ZIELE ▸
1. Geben Sie den Abschnitt aus dem Auszug über RepRap-3D-Drucker wortgetreu wieder, beginnend mit „3D-Drucker | Geräte“ und weiter bis einschließlich „Osten von München.“.
2. Übersetzen Sie folgenden Satz aus dem Auszug über RepRap-3D-Drucker ins Englische: „Dazwischen liegen die Versandabteilung und die Werkstatt für die Qualitätskontrolle.“

VORLIEGENDER AUSZUG ▸
========
Wie sich die Industrie günstige RepRap-3D-Drucker zunutze macht
Vom Spielzeug zum Kostensenker

3D-Drucker | Geräte wie die von German RepRap, anfangs belächelt, sind heute aus der Industrie nicht mehr wegzudenken. Sie werden immer häufiger eingesetzt, sei es im Prototypenbau, im Formenbau oder für die Kleinserienfertigung. Der Grund dafür ist einfach: Es lassen sich Kosten sparen.

Stefanie Schneider Marketingleiterin bei der German RepRap GmbH, Feldkirchen

Wer in der Lagerhalle von German RepRap steht, tut sich schwer mit der Vorstellung, dass alles im Keller eines kleinen Reihenhauses begonnen hat: Meterlange Regale mit Filamenten und Ersatzteilen wechseln sich ab mit Paletten, auf denen sich Drucker stapeln. Dazwischen liegen die Versandabteilung und die Werkstatt für die Qualitätskontrolle. Und doch begann die Geschichte des deutschen 3D-Drucker-Herstellers genau dort in diesem Reihenhaus im Osten von München.
========
Gespeicherte Datensatzeinträge
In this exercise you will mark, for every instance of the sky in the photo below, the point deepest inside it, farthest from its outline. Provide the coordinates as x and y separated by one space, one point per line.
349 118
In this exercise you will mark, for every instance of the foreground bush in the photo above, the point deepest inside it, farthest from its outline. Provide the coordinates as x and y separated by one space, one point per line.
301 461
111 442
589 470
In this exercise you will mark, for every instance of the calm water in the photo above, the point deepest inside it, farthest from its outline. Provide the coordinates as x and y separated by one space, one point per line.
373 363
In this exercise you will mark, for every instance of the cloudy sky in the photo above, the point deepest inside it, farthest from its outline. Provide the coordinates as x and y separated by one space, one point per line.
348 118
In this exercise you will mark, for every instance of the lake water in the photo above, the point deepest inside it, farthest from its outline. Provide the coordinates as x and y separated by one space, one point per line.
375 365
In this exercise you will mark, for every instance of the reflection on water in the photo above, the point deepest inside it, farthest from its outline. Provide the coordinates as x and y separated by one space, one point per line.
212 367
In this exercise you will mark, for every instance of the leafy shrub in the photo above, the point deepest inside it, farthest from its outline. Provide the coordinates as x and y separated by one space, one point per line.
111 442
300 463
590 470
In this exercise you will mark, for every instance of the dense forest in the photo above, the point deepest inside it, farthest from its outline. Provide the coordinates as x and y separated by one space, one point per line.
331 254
========
ANTWORTEN ▸
1.
3D-Drucker | Geräte wie die von German RepRap, anfangs belächelt, sind heute aus der Industrie nicht mehr wegzudenken. Sie werden immer häufiger eingesetzt, sei es im Prototypenbau, im Formenbau oder für die Kleinserienfertigung. Der Grund dafür ist einfach: Es lassen sich Kosten sparen.

Stefanie Schneider Marketingleiterin bei der German RepRap GmbH, Feldkirchen

Wer in der Lagerhalle von German RepRap steht, tut sich schwer mit der Vorstellung, dass alles im Keller eines kleinen Reihenhauses begonnen hat: Meterlange Regale mit Filamenten und Ersatzteilen wechseln sich ab mit Paletten, auf denen sich Drucker stapeln. Dazwischen liegen die Versandabteilung und die Werkstatt für die Qualitätskontrolle. Und doch begann die Geschichte des deutschen 3D-Drucker-Herstellers genau dort in diesem Reihenhaus im Osten von München.

2. In between are the shipping department and the workshop for quality control.